What is needed:
Print every line of the listing below without changing a single character.

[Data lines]
==============================
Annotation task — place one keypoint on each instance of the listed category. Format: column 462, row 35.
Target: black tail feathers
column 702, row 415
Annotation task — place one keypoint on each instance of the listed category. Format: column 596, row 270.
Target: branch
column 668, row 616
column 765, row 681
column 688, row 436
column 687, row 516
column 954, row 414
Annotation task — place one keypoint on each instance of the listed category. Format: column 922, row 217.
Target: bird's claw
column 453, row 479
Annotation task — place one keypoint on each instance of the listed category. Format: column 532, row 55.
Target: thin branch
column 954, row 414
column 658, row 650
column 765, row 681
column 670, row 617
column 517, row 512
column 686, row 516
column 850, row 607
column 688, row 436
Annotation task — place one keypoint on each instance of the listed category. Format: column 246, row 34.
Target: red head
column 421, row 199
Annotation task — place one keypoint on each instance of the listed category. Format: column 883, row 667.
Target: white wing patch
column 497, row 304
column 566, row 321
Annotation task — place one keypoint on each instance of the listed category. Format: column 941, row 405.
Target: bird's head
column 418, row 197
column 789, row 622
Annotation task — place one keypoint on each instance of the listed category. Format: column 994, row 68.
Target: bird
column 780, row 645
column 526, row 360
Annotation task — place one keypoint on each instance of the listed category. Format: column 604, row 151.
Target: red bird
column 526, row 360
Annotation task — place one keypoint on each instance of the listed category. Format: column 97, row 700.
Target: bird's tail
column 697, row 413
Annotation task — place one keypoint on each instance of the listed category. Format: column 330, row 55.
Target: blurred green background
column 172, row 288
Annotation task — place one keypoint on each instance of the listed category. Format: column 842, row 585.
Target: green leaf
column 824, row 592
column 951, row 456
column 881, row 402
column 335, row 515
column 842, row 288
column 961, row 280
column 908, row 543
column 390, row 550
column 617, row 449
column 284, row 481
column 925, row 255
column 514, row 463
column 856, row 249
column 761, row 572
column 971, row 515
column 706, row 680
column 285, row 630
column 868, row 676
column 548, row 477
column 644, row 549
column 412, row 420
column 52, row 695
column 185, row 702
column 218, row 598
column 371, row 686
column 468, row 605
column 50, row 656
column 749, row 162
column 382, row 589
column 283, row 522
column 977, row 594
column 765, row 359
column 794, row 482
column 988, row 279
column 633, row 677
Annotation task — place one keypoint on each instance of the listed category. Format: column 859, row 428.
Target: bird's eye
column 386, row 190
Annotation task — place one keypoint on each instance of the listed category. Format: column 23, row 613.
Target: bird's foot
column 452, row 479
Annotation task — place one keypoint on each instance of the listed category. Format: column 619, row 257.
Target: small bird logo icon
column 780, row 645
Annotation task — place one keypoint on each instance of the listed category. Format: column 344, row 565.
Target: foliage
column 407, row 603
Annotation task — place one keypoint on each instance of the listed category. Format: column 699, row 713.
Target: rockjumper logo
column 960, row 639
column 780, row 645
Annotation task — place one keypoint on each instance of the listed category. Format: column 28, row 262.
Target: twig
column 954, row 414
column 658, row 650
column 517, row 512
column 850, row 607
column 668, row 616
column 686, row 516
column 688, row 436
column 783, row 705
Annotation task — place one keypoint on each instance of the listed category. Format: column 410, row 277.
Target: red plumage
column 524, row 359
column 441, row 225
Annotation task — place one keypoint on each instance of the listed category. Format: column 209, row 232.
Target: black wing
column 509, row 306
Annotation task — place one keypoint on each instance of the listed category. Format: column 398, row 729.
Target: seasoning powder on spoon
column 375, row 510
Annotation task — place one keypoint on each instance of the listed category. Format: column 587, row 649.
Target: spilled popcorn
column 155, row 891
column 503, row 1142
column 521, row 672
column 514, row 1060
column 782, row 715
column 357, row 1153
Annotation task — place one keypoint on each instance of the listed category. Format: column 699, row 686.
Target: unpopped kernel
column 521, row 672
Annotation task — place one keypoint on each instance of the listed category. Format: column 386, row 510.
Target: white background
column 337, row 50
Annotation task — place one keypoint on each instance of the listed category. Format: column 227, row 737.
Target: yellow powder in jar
==============================
Output below:
Annotation task — place one keypoint on each instance of the listed category. Format: column 462, row 35.
Target: black tail feathers
column 702, row 415
Annotation task — place one keypoint on each instance of the listed category. Format: column 596, row 270.
Target: branch
column 668, row 616
column 765, row 681
column 688, row 436
column 687, row 516
column 954, row 414
Annotation task — place one keypoint on each instance of the listed category. Format: column 922, row 217.
Target: bird's claw
column 453, row 479
Annotation task — place one keypoint on each instance of the listed category. Format: column 532, row 55.
Target: thin branch
column 954, row 414
column 658, row 650
column 765, row 681
column 670, row 617
column 517, row 512
column 686, row 516
column 850, row 607
column 688, row 436
Annotation task — place one keypoint on each instance of the listed category. Format: column 246, row 34.
Target: red head
column 421, row 199
Annotation task — place one keypoint on each instance of the listed category. Format: column 883, row 667.
Target: white wing patch
column 497, row 304
column 566, row 321
Annotation task — place one keypoint on each instance of the listed category. Format: column 941, row 405.
Target: bird's head
column 418, row 197
column 789, row 622
Annotation task — place one keypoint on each instance of the listed category. Format: column 994, row 68.
Target: bird
column 780, row 645
column 526, row 360
Annotation task — place one keypoint on each instance of the listed category. Format: column 604, row 151.
Target: red bird
column 526, row 360
Annotation task — place one keypoint on each instance of the listed category. Format: column 97, row 700.
Target: bird's tail
column 697, row 413
Annotation task — place one keypoint on each instance of the listed category. Format: column 330, row 55.
Target: blurred green background
column 172, row 288
Annotation task — place one keypoint on each instance of the listed category. Format: column 842, row 585.
Target: green leaf
column 824, row 592
column 951, row 456
column 881, row 402
column 335, row 515
column 842, row 288
column 961, row 280
column 908, row 543
column 390, row 550
column 617, row 449
column 284, row 481
column 925, row 255
column 514, row 463
column 856, row 249
column 761, row 572
column 971, row 515
column 706, row 680
column 285, row 630
column 868, row 676
column 548, row 477
column 644, row 549
column 412, row 420
column 52, row 695
column 185, row 702
column 218, row 598
column 371, row 686
column 468, row 605
column 50, row 656
column 749, row 162
column 382, row 589
column 283, row 522
column 977, row 594
column 765, row 359
column 794, row 482
column 988, row 279
column 633, row 677
Annotation task — place one keypoint on each instance of the listed category. Format: column 859, row 428.
Target: bird's eye
column 386, row 190
Annotation task — place one keypoint on each instance of the listed category. Format: column 23, row 613.
Target: bird's foot
column 452, row 479
Annotation task — place one keypoint on each instance of the listed category. Format: column 619, row 257.
Target: small bird logo icon
column 780, row 645
Annotation task — place one keypoint on each instance of the listed category. Format: column 344, row 565.
Target: foliage
column 407, row 603
Annotation task — place one keypoint on each instance of the listed category. Format: column 699, row 713.
Target: rockjumper logo
column 960, row 639
column 780, row 645
Annotation task — place one keypoint on each instance of the listed category. Format: column 28, row 262.
Target: twig
column 954, row 414
column 658, row 650
column 517, row 512
column 850, row 607
column 668, row 616
column 686, row 516
column 688, row 436
column 783, row 705
Annotation task — place one keypoint on each instance of the listed category. Format: column 410, row 277.
Target: red plumage
column 524, row 359
column 441, row 225
Annotation task — place one keypoint on each instance of the listed category. Format: column 209, row 232.
Target: black wing
column 509, row 306
Annotation task — place one keypoint on each instance of the listed category. Format: column 398, row 729.
Target: seasoning powder on spoon
column 375, row 510
Annotation task — place one keypoint on each instance of the listed category. Format: column 587, row 649.
Target: spilled popcorn
column 155, row 891
column 503, row 1142
column 521, row 672
column 514, row 1060
column 782, row 715
column 357, row 1153
Annotation task — place one keypoint on each instance of the listed category. Format: column 699, row 686.
Target: unpopped kernel
column 521, row 672
Annotation task — place one keypoint on each instance of the listed category. Format: column 386, row 510.
Target: white background
column 337, row 50
Annotation task — place one keypoint on each instance of the listed category. Format: column 227, row 737.
Target: yellow powder in jar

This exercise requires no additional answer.